Text to read –
--- --- ---
Use of Estimates in the Preparation of Financial Statements
      The preparation of financial statements in conformity with generally accepted accounting principles requires management to make estimates and assumptions that affect the reported amounts of assets and liabilities and disclosure of contingent assets and liabilities at the date of the financial statements and the reported amounts of revenues and expenses during the reporting period. Actual amounts could differ from those estimates. Changes in the future estimated oil and natural gas reserves or the estimated future cash flows attributable to the reserves that are utilized for impairment analysis could have a significant impact on the future results of operations.
Concentration of Credit Risk and Accounts Receivable
      Financial instruments that potentially subject the Company to a concentration of credit risk consist principally of cash and cash equivalents, and accounts receivable. Bois d’Arc Energy places its cash with high credit quality financial institutions and its derivative financial instruments with financial institutions and other firms that management believes have high credit rating. Substantially all of Bois d’Arc Energy’s accounts receivable are due from either purchasers of oil and natural gas or participants in oil and natural gas wells for which Bois d’Arc Energy serves as the operator. Generally, operators of oil and natural gas wells have the right to offset future revenues against unpaid charges related to operated wells. Oil and gas sales are generally unsecured. The Company’s credit losses consistently have been within management’s expectations. Bois d’Arc Energy has not had any credit losses in the past and believes its accounts receivable are fully collectable. Accordingly, no allowance for doubtful accounts has been provided.
--- --- ---
Written request A –
Return unchanged the portion of the listing that opens with the line containing "shape point(26, 50)" and closes with the line containing "point(16, 449)", including both of those lines.
The accounting note and the listing are unrelated to each other.
--- --- ---
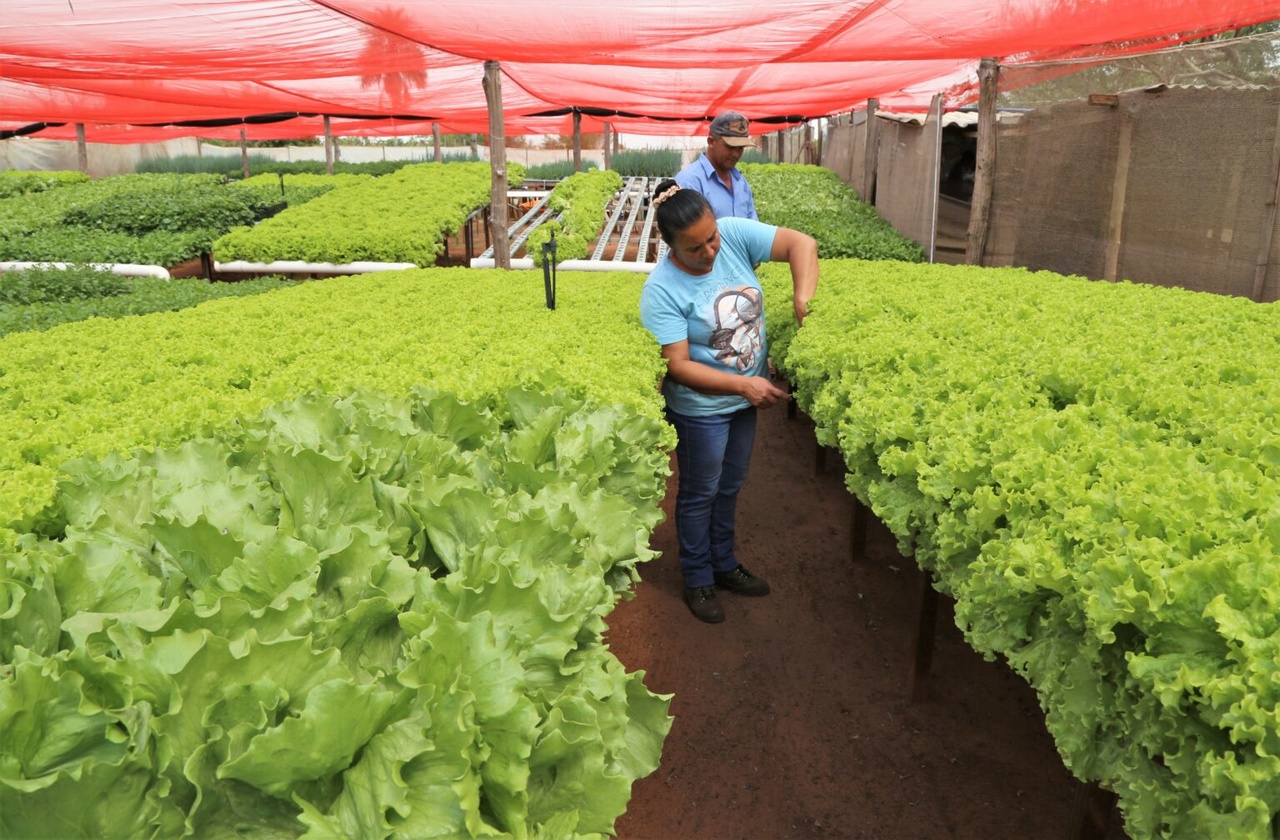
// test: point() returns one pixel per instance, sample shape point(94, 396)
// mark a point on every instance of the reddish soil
point(792, 718)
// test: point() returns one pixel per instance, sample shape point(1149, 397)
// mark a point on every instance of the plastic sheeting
point(136, 71)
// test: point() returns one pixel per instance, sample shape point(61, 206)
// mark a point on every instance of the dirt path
point(791, 717)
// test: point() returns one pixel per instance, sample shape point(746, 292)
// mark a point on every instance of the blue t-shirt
point(700, 176)
point(721, 314)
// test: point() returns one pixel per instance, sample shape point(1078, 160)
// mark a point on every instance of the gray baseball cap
point(732, 128)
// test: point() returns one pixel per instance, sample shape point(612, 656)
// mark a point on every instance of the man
point(716, 174)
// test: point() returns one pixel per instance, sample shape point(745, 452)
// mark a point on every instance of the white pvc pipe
point(516, 263)
point(298, 266)
point(526, 263)
point(124, 269)
point(604, 265)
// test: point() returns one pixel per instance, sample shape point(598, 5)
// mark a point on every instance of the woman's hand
point(763, 393)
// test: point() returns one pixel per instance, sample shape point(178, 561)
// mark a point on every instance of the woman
point(704, 305)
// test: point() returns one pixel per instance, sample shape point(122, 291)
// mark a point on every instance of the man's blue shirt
point(700, 176)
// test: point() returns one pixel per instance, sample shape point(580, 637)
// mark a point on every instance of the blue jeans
point(712, 456)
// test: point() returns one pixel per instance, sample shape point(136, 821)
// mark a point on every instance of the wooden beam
point(935, 123)
point(871, 155)
point(1119, 186)
point(1264, 264)
point(577, 141)
point(81, 149)
point(498, 164)
point(984, 174)
point(328, 146)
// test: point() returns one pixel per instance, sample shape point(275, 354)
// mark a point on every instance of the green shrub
point(156, 219)
point(814, 200)
point(556, 169)
point(19, 182)
point(51, 284)
point(647, 163)
point(580, 201)
point(120, 296)
point(225, 165)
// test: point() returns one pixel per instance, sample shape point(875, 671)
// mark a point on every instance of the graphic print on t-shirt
point(737, 336)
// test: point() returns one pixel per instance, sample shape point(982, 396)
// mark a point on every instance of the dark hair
point(679, 210)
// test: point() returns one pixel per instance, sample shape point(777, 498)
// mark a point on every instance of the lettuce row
point(103, 386)
point(397, 218)
point(154, 219)
point(1092, 471)
point(814, 200)
point(580, 200)
point(351, 616)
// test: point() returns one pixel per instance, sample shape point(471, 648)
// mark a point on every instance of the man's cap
point(732, 128)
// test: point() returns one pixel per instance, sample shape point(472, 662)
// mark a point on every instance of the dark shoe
point(704, 605)
point(741, 581)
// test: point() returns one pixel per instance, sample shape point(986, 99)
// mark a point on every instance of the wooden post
point(871, 155)
point(328, 147)
point(498, 164)
point(935, 121)
point(979, 213)
point(1260, 273)
point(81, 149)
point(577, 141)
point(1119, 187)
point(926, 630)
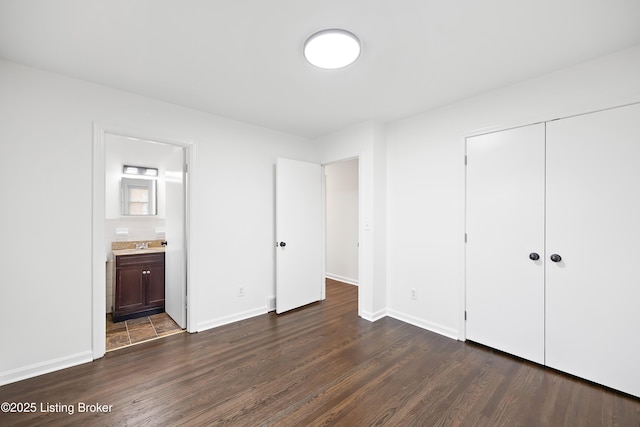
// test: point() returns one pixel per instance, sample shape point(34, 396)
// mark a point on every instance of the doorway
point(341, 221)
point(170, 225)
point(150, 218)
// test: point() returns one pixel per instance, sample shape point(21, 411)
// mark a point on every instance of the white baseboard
point(45, 367)
point(429, 326)
point(341, 278)
point(372, 317)
point(221, 321)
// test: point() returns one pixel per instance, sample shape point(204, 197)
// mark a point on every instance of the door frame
point(98, 256)
point(324, 226)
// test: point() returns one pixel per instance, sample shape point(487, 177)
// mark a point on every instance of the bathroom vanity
point(139, 283)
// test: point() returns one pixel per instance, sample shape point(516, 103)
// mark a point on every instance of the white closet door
point(505, 224)
point(299, 275)
point(593, 223)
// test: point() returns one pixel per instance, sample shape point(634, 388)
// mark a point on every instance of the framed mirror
point(139, 197)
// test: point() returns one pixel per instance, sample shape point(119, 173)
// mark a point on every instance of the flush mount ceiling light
point(332, 49)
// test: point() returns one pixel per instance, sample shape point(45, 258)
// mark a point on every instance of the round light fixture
point(332, 49)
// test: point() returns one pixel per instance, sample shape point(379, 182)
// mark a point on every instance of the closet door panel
point(593, 223)
point(505, 224)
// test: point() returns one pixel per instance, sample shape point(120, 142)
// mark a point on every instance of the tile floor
point(135, 331)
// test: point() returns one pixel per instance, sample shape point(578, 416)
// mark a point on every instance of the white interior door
point(299, 276)
point(175, 254)
point(593, 223)
point(505, 226)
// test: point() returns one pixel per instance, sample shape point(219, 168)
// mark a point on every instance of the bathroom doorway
point(137, 216)
point(342, 212)
point(164, 224)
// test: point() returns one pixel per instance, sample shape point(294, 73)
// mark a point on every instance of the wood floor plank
point(318, 365)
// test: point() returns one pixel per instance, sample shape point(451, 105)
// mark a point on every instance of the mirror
point(139, 197)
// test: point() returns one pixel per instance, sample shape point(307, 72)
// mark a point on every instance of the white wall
point(342, 220)
point(46, 221)
point(426, 178)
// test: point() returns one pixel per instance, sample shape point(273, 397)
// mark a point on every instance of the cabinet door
point(593, 223)
point(505, 224)
point(155, 286)
point(129, 289)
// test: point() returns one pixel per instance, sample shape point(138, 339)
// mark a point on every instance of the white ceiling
point(243, 58)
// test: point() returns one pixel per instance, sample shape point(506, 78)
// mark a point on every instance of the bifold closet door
point(593, 224)
point(505, 241)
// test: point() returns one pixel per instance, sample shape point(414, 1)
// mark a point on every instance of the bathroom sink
point(121, 252)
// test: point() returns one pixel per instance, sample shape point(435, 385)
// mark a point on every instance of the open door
point(299, 276)
point(175, 254)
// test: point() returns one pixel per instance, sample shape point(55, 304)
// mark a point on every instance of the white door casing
point(299, 229)
point(505, 225)
point(175, 252)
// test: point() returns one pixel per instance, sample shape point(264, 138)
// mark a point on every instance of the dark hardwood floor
point(319, 365)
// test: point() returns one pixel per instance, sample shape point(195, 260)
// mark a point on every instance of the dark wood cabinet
point(139, 287)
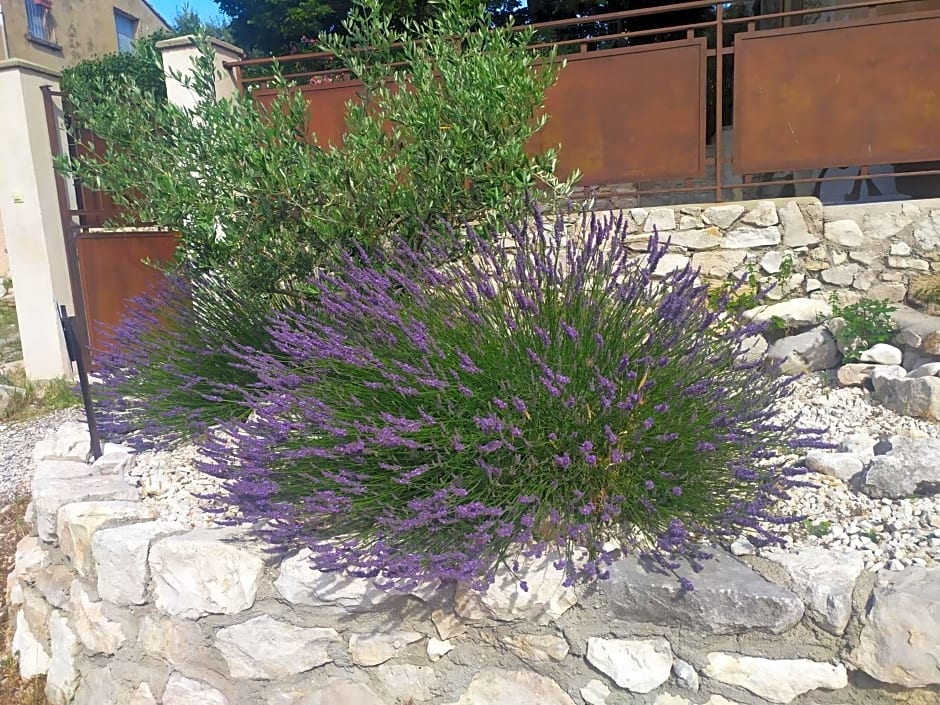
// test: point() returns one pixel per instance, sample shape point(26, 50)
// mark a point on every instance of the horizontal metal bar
point(608, 17)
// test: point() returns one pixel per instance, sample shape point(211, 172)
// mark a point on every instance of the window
point(126, 27)
point(39, 20)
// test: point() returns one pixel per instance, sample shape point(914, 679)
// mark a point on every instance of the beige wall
point(29, 212)
point(82, 29)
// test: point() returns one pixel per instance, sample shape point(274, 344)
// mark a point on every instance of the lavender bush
point(545, 393)
point(165, 371)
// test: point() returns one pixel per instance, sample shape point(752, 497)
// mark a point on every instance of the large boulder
point(824, 580)
point(266, 649)
point(496, 686)
point(806, 352)
point(639, 665)
point(729, 598)
point(899, 641)
point(206, 571)
point(910, 396)
point(776, 680)
point(546, 599)
point(906, 467)
point(795, 313)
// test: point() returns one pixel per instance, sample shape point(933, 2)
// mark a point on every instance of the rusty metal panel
point(113, 271)
point(633, 114)
point(865, 92)
point(326, 110)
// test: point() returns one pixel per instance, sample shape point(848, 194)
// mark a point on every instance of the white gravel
point(889, 534)
point(16, 449)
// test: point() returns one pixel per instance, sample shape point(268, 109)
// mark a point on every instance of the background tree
point(188, 21)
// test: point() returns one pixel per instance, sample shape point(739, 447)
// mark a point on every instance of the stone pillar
point(178, 55)
point(30, 219)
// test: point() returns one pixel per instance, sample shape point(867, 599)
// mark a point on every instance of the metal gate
point(107, 265)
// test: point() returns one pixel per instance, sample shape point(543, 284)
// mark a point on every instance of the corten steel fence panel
point(96, 208)
point(865, 92)
point(114, 270)
point(612, 136)
point(327, 108)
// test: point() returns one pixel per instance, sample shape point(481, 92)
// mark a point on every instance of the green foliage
point(925, 291)
point(168, 370)
point(452, 146)
point(863, 324)
point(95, 80)
point(33, 398)
point(746, 293)
point(238, 183)
point(817, 528)
point(188, 21)
point(265, 27)
point(253, 198)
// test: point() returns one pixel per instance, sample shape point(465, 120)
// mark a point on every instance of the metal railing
point(743, 53)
--- --- ---
Written request B –
In the accounting note, where does Bois d'Arc Energy place its cash?

Written solution A –
// test: point() returns one pixel per instance, sample shape point(26, 50)
// mark a point on every instance of the horizontal metal bar
point(608, 17)
// test: point() returns one pixel per instance, sample shape point(211, 172)
// mark a point on every instance of the window
point(126, 27)
point(39, 20)
// test: point() returns one pixel per instance, sample shape point(914, 679)
// mark a point on every instance of the beige wall
point(29, 212)
point(82, 29)
// test: point() returns one pixel per instance, sample shape point(274, 344)
// mark a point on every instance of the lavender bush
point(545, 393)
point(165, 371)
// test: point() returns one pixel per instance, sample shape point(752, 497)
// mark a point on every instance of the large boulder
point(824, 580)
point(266, 649)
point(496, 686)
point(806, 352)
point(639, 665)
point(729, 598)
point(899, 641)
point(206, 571)
point(910, 396)
point(776, 680)
point(546, 599)
point(906, 467)
point(795, 313)
// test: point() returns one pixel per instance, sample shape point(933, 2)
// mark a point on every instance of the rusty metal panel
point(113, 271)
point(633, 114)
point(865, 92)
point(326, 110)
// test: point() returns one pixel per instance, sample shape point(848, 194)
// mark a point on every instance of the white gravel
point(889, 534)
point(16, 449)

Written solution B –
With high credit quality financial institutions.